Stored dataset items

==========

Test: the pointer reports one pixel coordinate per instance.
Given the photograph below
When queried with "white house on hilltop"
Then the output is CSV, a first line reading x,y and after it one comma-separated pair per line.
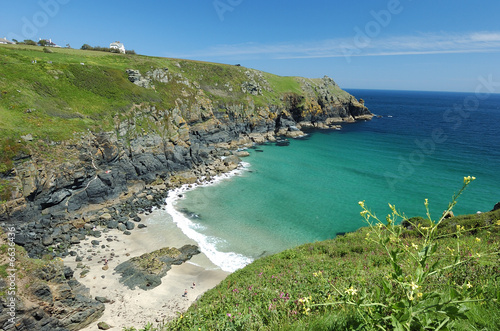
x,y
49,43
5,41
118,45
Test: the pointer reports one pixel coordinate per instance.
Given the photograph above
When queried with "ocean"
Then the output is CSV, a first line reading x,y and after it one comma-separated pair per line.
x,y
420,145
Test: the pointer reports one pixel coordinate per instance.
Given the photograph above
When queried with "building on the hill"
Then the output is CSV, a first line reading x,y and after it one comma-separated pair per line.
x,y
49,43
5,41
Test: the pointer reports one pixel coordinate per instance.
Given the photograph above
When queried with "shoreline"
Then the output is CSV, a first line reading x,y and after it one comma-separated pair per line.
x,y
227,261
135,308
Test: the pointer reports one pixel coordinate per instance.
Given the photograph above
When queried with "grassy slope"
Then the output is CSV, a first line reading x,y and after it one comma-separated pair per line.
x,y
70,97
264,295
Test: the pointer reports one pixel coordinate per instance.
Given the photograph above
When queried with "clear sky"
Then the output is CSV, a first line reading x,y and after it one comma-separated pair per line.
x,y
443,45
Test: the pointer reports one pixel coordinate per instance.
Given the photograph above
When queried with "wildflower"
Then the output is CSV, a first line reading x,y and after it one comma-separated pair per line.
x,y
351,291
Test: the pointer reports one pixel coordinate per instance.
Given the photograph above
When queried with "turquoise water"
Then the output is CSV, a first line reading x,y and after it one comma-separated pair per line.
x,y
420,148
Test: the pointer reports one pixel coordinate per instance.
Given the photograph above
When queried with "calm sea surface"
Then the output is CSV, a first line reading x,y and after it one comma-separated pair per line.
x,y
421,146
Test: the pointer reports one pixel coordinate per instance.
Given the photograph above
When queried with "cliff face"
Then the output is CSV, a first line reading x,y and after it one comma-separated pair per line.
x,y
93,138
186,115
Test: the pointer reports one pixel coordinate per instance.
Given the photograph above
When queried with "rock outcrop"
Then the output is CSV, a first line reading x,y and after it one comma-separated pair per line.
x,y
49,299
146,271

==========

- _ACTIVITY_
Your answer must be a single number: the count of lines above that hold the word "with".

- _SOLUTION BELOW_
11